[Stored data entries]

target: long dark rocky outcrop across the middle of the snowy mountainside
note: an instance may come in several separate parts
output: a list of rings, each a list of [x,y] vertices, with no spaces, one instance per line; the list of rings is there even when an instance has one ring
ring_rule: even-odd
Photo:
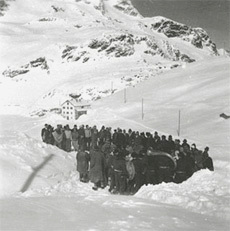
[[[145,50],[144,47],[146,47]],[[173,45],[170,45],[167,41],[156,41],[155,38],[151,36],[134,36],[132,34],[103,35],[102,37],[91,40],[87,45],[81,45],[80,47],[66,46],[62,52],[62,58],[67,61],[82,60],[82,62],[85,63],[95,55],[92,54],[89,48],[97,50],[97,52],[101,54],[100,57],[128,57],[134,55],[135,52],[141,55],[142,51],[143,54],[151,56],[159,55],[172,61],[188,63],[195,61]]]

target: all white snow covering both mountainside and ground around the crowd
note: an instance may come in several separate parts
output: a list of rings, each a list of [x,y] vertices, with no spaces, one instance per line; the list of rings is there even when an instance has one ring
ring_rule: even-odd
[[[13,79],[0,77],[1,230],[229,230],[230,121],[219,117],[230,114],[229,58],[150,31],[144,25],[154,19],[114,10],[117,2],[104,1],[102,14],[95,10],[100,1],[16,0],[1,18],[0,72],[47,54],[50,71],[38,67]],[[65,11],[54,12],[53,4]],[[93,38],[124,31],[168,41],[197,62],[150,57],[143,45],[120,58],[85,48]],[[91,52],[90,60],[64,61],[66,45]],[[174,64],[179,66],[171,69]],[[108,96],[112,87],[117,91]],[[108,97],[92,103],[78,121],[53,113],[30,116],[79,91],[86,98]],[[76,153],[41,142],[45,123],[157,130],[176,138],[179,110],[179,138],[200,149],[209,146],[215,171],[199,171],[180,185],[143,186],[135,196],[93,191],[78,180]]]

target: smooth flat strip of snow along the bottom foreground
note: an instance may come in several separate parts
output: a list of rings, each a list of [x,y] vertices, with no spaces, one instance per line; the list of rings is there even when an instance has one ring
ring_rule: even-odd
[[[224,231],[228,224],[218,218],[131,196],[59,195],[2,199],[1,230]]]

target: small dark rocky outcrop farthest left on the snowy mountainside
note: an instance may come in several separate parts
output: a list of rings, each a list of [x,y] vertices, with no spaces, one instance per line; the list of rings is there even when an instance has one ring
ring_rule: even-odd
[[[37,68],[37,67],[40,67],[42,70],[47,70],[47,73],[49,73],[49,66],[47,64],[47,61],[44,57],[41,57],[41,58],[38,58],[36,60],[33,60],[33,61],[27,63],[26,65],[23,65],[17,69],[9,68],[9,69],[5,70],[2,74],[5,77],[14,78],[18,75],[26,74],[32,68]]]

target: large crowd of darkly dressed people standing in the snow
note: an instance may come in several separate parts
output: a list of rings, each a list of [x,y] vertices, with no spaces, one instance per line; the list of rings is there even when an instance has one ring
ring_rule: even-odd
[[[150,132],[112,130],[111,127],[45,124],[43,142],[66,152],[76,151],[81,182],[94,183],[93,189],[109,186],[114,194],[135,194],[142,185],[162,182],[181,183],[200,169],[214,171],[209,147],[198,150],[196,144],[171,135]]]

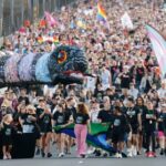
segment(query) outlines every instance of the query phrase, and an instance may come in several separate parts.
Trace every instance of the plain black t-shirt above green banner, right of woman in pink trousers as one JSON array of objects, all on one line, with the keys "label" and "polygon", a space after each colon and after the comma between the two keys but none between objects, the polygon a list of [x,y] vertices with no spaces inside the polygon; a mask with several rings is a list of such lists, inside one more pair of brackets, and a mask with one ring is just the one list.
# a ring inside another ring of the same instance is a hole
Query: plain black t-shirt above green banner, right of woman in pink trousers
[{"label": "plain black t-shirt above green banner, right of woman in pink trousers", "polygon": [[101,120],[102,123],[113,122],[113,115],[111,111],[100,111],[97,118]]}]

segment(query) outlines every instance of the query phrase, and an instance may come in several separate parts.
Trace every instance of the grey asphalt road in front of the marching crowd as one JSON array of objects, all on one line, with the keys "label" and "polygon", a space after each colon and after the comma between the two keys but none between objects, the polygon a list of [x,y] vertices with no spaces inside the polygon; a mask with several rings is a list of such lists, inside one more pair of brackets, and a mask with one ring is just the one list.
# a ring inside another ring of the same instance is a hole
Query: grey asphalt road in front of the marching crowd
[{"label": "grey asphalt road in front of the marching crowd", "polygon": [[166,158],[51,158],[0,160],[0,166],[165,166]]}]

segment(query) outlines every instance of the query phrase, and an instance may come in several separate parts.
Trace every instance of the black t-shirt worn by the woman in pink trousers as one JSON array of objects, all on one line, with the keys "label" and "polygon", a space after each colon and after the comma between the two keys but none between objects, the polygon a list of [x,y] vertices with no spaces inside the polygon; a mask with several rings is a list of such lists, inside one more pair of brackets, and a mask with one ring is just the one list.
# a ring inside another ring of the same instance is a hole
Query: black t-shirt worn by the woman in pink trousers
[{"label": "black t-shirt worn by the woman in pink trousers", "polygon": [[90,120],[89,114],[76,113],[74,117],[75,124],[87,124]]}]

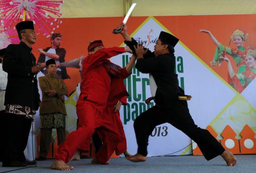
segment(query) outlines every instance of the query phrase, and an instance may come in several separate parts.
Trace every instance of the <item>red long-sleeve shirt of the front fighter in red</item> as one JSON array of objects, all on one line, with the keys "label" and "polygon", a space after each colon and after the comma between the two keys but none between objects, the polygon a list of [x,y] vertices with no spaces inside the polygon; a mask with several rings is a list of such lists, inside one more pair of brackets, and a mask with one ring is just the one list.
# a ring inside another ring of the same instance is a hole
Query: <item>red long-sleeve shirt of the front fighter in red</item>
[{"label": "red long-sleeve shirt of the front fighter in red", "polygon": [[[108,58],[122,53],[125,53],[124,47],[103,48],[83,60],[83,80],[77,106],[89,102],[99,111],[106,108],[110,92],[110,76],[103,63],[108,61]],[[120,74],[121,76],[129,75],[125,68],[120,69]]]}]

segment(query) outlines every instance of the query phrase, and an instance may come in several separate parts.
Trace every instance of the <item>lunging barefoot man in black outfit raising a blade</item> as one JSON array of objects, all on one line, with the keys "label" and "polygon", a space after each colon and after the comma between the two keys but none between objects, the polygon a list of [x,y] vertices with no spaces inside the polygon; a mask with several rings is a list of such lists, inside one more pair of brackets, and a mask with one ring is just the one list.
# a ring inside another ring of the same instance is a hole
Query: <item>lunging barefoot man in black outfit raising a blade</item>
[{"label": "lunging barefoot man in black outfit raising a blade", "polygon": [[121,27],[125,43],[137,55],[136,68],[142,73],[151,73],[157,86],[154,98],[156,105],[141,113],[134,122],[138,150],[137,154],[128,157],[128,160],[146,161],[149,135],[155,126],[168,122],[195,141],[207,160],[221,155],[227,165],[234,166],[237,162],[235,156],[225,150],[208,130],[195,125],[187,101],[181,99],[185,94],[178,85],[178,75],[174,70],[174,46],[179,39],[162,31],[152,53],[137,45],[137,42],[128,35],[126,25]]}]

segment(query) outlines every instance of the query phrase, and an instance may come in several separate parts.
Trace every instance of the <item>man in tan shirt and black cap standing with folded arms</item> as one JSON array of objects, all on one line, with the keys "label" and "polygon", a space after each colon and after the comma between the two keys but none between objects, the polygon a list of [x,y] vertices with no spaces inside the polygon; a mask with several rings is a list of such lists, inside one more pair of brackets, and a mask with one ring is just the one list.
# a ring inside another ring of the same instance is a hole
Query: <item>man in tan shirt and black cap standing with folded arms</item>
[{"label": "man in tan shirt and black cap standing with folded arms", "polygon": [[46,70],[47,75],[39,77],[39,86],[43,96],[39,109],[41,137],[38,161],[46,159],[53,128],[57,130],[58,145],[65,140],[64,95],[67,94],[67,87],[63,79],[56,75],[57,67],[54,59],[46,61]]}]

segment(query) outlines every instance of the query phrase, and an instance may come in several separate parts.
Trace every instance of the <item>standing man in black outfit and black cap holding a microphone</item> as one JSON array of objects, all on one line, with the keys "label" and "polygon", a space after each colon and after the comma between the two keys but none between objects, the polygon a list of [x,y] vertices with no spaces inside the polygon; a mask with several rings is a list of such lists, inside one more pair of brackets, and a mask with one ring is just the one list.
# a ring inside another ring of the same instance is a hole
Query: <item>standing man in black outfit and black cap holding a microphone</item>
[{"label": "standing man in black outfit and black cap holding a microphone", "polygon": [[40,67],[31,53],[31,46],[36,43],[33,22],[20,22],[16,29],[21,42],[9,45],[3,59],[3,70],[8,73],[4,102],[7,129],[3,167],[27,166],[23,152],[40,102],[36,77]]}]

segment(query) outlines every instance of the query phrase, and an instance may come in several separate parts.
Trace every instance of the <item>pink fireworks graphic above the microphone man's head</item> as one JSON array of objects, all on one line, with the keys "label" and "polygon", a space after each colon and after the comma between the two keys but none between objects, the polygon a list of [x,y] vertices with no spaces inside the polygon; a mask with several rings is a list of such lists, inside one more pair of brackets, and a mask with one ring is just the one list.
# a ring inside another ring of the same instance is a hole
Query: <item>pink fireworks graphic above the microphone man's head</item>
[{"label": "pink fireworks graphic above the microphone man's head", "polygon": [[63,3],[64,0],[0,0],[1,27],[3,30],[13,29],[25,18],[34,22],[37,34],[49,37],[62,23],[59,18]]}]

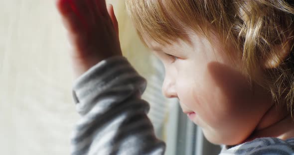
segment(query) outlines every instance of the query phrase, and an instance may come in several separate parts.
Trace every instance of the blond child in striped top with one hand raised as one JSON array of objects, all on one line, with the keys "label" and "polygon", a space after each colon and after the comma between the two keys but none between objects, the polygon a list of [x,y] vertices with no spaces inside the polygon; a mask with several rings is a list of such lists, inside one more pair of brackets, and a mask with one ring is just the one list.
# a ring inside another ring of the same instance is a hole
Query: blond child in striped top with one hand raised
[{"label": "blond child in striped top with one hand raised", "polygon": [[[144,43],[163,62],[166,97],[220,155],[294,154],[294,2],[126,0]],[[82,119],[73,155],[163,155],[140,98],[146,80],[122,56],[105,0],[58,0],[78,77]],[[144,59],[144,58],[138,58]]]}]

* _AIM OF THE TASK_
Across all the records, find the lines containing the word "snowy" and reproduce each one.

* _RESPONSE AREA_
target: long dark rocky outcrop across the middle of the snowy mountainside
target: small dark rocky outcrop farthest left on the snowy mountainside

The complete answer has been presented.